[DIRECTIVE] Retype all of the data below word for word, keeping every line and bracket unchanged.

____________________

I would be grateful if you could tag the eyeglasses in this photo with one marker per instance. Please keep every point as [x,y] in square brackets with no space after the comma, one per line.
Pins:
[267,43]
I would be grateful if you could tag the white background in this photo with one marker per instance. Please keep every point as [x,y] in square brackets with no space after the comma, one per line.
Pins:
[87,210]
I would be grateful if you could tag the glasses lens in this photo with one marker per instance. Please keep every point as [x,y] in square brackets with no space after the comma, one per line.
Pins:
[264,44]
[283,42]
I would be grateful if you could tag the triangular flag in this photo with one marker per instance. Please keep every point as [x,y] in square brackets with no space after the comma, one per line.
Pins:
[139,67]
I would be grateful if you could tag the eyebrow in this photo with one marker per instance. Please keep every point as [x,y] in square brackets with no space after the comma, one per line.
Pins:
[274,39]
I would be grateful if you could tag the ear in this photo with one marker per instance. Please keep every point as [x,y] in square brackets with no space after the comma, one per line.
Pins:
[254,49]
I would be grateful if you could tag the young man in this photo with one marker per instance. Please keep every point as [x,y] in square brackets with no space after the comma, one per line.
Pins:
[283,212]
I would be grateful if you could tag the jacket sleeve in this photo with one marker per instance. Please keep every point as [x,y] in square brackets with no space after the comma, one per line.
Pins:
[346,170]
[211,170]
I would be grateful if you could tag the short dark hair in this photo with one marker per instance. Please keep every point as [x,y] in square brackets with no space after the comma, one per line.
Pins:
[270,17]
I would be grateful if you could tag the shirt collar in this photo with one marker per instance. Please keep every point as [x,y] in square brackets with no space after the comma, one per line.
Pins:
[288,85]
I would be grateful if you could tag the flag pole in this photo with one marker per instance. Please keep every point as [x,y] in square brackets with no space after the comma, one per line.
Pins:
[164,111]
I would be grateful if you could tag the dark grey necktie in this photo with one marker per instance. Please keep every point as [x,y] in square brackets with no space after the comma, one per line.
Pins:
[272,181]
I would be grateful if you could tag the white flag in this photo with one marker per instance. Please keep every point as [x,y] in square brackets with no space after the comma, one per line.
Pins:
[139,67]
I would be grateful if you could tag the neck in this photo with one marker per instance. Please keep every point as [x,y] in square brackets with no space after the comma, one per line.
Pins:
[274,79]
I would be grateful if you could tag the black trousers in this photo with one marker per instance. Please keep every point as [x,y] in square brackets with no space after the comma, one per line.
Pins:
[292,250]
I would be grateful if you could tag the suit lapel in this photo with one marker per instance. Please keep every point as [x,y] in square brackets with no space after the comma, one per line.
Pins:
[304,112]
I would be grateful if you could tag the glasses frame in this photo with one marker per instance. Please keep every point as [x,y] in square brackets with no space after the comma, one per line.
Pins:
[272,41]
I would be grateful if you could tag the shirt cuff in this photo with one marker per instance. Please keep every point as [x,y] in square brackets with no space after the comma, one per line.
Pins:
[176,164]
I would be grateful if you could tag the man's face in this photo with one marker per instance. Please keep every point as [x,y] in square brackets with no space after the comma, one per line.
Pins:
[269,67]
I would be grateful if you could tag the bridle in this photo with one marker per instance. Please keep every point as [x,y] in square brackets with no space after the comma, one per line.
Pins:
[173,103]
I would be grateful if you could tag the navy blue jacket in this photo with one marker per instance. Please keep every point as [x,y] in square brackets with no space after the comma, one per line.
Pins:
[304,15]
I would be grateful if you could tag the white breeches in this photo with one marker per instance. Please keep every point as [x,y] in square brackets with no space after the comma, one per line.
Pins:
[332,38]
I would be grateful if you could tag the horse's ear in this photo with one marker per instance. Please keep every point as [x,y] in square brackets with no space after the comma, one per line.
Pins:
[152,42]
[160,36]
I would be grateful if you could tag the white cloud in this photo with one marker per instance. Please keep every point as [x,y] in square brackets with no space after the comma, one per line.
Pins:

____________________

[SOLUTION FOR THIS PROBLEM]
I would be grateful if you could tag the eyeglasses in this photo with one marker per instance. Please keep every point as [x,y] in square brackets with no space after the comma, one per line.
Pins:
[267,43]
I would be grateful if you could tag the white background in this photo with one marker per instance. Please keep every point as [x,y] in square brackets with no space after the comma, one per line.
Pins:
[87,210]
I would be grateful if you could tag the glasses lens in this photo with one marker per instance. Please keep every point as [x,y] in square brackets with no space after the comma, one per line.
Pins:
[264,44]
[283,42]
I would be grateful if you could tag the triangular flag in this photo with one marker per instance. Please keep every point as [x,y] in square brackets with no space after the comma, one per line.
Pins:
[139,67]
I would be grateful if you could tag the eyebrow in this photo with one marker per instance. Please keep every point as [x,y] in square brackets with no space after the comma, one per line.
Pins:
[274,39]
I would be grateful if you could tag the ear in this photo with one marker per instance. Please keep every point as [x,y] in square brackets with no space after the comma, one per line.
Pins:
[254,49]
I would be grateful if you could tag the young man in this photo with one marker per instance. Please keep every point as [x,y] in square brackets with no space after the comma, one per line.
Pins:
[283,212]
I would be grateful if you could tag the jacket sleeve in this photo with one marker per instance. Please keep every point as [x,y] in square brackets with no space after the comma, one per line.
Pins:
[346,170]
[211,170]
I would be grateful if you could tag the short dark hair in this photo with one marker per instance. Please keep every point as [x,y] in square brackets with no space after the comma, one per line.
Pins:
[270,17]
I would be grateful if you could tag the shirt collar in this photo with one marker per instance. Please keep every point as [x,y] in square brackets with no space after the comma, one per line.
Pins:
[288,85]
I would be grateful if you could tag the flag pole in this photo with one marker per instance. Please keep every point as [x,y] in square brackets with no space after the comma, one per line.
Pins:
[164,111]
I would be grateful if you could tag the dark grey necktie in this photo with one marker per instance. Please keep every point as [x,y] in square brackets with no space after the comma, one per line.
Pins:
[272,181]
I would be grateful if you could tag the white flag in this photo with one marker per instance. Please keep every point as [x,y] in square brackets with no space after the comma, one per line.
Pins:
[139,67]
I would be grateful if you could tag the neck in this photo with one marker per instance. Please keep every point as [x,y] in square brackets with no space after the comma, one per line.
Pins:
[274,79]
I would be grateful if you could tag the black trousers in this photo with one marker per instance. Please keep every point as [x,y] in square brackets with no space after the comma, one per line.
Pins:
[292,250]
I would be grateful if you could tag the suit lapel in this photo with one marker per instance. Please keep every point as [x,y] in square brackets with no space after the comma, one per line.
Pins:
[304,112]
I would be grateful if you could tag the glasses frame in this photo with one marker per instance. Please keep every point as [x,y] in square brackets with no space after the comma, one per line.
Pins:
[272,41]
I would be grateful if you could tag the shirt cuff in this photo with one marker per instance. Please keep every point as [x,y] in square brackets with no space after the comma, one per line.
Pins:
[176,164]
I would be grateful if you could tag the man's face in this photo with one marker per instance. Please keep every point as [x,y] in square brackets with no space after the comma, one per line.
Pins:
[269,67]
I would be grateful if you could tag the bridle in this photo with one marker per instance. Please keep every point as [x,y] in square brackets with no space after the comma, one per line.
Pins:
[173,103]
I would be grateful if you could tag the navy blue jacket in this photo with one marker per instance. Please keep every point as [x,y] in square brackets with no space after the comma, one per line.
Pins:
[304,15]
I would be grateful if you could tag the white breeches in this photo with one marker per instance. Please keep every point as [x,y] in square brackets with no space after the comma, one per line.
Pins:
[332,38]
I would be grateful if you could tag the horse's ear in this photo with one marker per instance. Please keep every point as [x,y] in square brackets with no space after the comma, one per line.
Pins:
[152,42]
[160,36]
I would be grateful if you could tag the white cloud in this photo with one marker per instance. Please keep every point as [x,y] in square brackets with no space after the comma, one per line.
Pins:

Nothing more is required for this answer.